(Dataset rows)

↓↓↓

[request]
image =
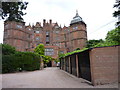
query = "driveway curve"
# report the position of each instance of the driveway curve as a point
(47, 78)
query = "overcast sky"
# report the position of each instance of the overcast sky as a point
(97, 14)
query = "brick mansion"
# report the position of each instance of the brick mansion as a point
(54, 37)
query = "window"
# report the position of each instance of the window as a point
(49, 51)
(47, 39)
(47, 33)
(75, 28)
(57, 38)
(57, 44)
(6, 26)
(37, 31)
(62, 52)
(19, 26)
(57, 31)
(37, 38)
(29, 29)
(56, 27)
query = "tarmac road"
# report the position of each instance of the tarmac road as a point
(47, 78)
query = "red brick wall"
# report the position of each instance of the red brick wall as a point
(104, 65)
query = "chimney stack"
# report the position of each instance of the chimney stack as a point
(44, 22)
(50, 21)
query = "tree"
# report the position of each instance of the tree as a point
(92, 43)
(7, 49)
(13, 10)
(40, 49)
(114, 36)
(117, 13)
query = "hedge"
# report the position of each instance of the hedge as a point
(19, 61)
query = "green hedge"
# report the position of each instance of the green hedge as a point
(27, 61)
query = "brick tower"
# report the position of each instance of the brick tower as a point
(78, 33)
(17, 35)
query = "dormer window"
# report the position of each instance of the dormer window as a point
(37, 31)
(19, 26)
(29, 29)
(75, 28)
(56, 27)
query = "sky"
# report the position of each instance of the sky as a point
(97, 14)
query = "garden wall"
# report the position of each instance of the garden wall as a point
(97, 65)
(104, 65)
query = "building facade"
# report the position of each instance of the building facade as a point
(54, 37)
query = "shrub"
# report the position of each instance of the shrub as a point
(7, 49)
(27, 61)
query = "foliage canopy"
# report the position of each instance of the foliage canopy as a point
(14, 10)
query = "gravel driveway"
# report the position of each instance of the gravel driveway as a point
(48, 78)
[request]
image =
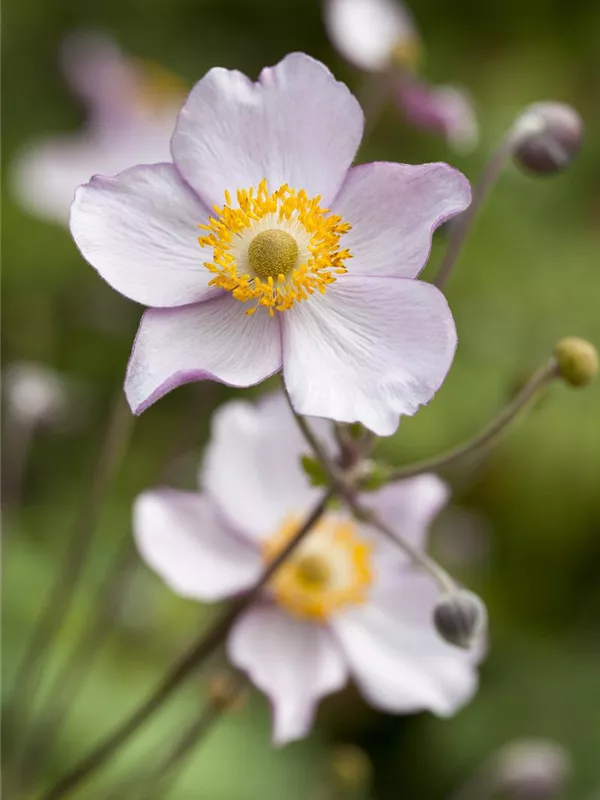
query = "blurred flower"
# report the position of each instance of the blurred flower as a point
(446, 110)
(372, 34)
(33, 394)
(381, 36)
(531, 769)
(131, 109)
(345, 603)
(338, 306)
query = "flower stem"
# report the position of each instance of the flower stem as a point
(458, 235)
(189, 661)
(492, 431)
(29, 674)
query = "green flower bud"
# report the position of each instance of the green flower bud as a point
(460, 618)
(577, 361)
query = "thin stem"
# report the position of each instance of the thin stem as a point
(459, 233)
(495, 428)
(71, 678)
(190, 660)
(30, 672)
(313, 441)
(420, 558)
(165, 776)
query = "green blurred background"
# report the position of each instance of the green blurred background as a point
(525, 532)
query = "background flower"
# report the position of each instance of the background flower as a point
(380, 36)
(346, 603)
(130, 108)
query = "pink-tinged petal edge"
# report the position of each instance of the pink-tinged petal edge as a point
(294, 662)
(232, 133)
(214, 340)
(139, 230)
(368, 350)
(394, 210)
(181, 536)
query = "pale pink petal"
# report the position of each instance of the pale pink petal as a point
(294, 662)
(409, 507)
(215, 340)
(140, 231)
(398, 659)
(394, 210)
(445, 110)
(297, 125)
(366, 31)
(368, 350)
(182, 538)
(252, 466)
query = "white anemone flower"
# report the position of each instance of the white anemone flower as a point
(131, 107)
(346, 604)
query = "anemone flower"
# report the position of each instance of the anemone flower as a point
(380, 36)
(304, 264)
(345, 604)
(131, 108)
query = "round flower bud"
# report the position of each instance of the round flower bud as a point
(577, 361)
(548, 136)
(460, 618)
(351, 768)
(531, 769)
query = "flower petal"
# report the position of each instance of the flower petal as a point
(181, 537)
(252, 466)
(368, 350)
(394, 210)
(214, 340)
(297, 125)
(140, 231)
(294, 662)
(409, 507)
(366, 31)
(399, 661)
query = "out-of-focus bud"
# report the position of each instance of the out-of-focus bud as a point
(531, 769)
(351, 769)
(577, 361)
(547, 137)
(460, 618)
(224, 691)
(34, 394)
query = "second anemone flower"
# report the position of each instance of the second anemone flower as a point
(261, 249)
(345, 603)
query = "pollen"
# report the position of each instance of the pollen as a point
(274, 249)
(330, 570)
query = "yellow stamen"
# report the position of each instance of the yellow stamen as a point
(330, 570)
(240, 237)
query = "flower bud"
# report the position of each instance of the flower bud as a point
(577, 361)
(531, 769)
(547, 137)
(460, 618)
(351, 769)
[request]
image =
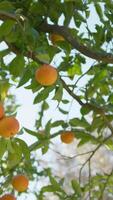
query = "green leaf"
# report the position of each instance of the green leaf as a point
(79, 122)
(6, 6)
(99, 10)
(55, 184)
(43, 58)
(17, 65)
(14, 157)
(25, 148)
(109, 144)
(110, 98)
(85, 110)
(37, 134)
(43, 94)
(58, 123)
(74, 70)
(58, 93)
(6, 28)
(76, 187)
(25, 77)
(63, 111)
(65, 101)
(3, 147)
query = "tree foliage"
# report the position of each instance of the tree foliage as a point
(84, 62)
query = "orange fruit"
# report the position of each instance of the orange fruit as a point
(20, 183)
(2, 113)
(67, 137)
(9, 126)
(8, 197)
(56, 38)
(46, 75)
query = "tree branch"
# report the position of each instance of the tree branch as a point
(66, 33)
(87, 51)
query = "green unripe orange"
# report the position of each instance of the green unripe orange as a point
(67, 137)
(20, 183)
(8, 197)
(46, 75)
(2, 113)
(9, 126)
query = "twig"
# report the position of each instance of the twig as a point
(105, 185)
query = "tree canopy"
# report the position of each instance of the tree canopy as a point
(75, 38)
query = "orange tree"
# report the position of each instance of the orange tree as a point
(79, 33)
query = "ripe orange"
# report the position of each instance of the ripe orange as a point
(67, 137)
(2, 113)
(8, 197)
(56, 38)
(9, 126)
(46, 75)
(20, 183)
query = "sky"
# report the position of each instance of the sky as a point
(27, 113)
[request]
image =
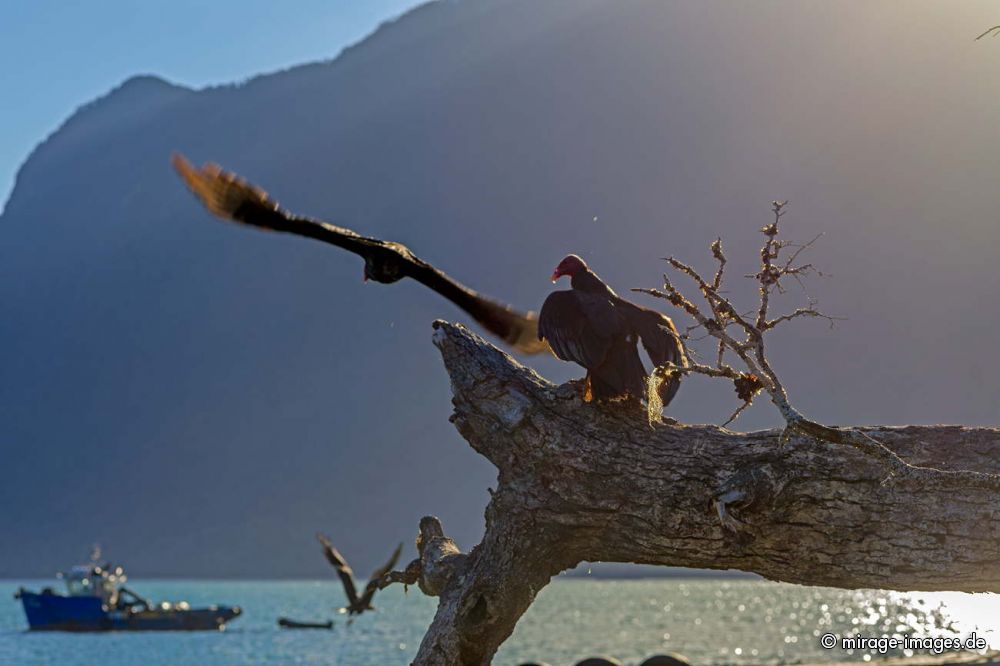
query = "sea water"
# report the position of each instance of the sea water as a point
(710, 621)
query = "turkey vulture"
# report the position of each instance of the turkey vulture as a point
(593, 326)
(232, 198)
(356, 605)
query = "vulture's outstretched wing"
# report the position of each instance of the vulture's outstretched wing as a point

↑↑↑

Please collect every line of the records above that contains the word "foliage" and copy each one in full. Matching is case-sensitive.

query = "foliage canopy"
# report the position of each instance of the foliage canopy as a point
query = "tree foliage"
# report the position of each instance of the tree foliage as a point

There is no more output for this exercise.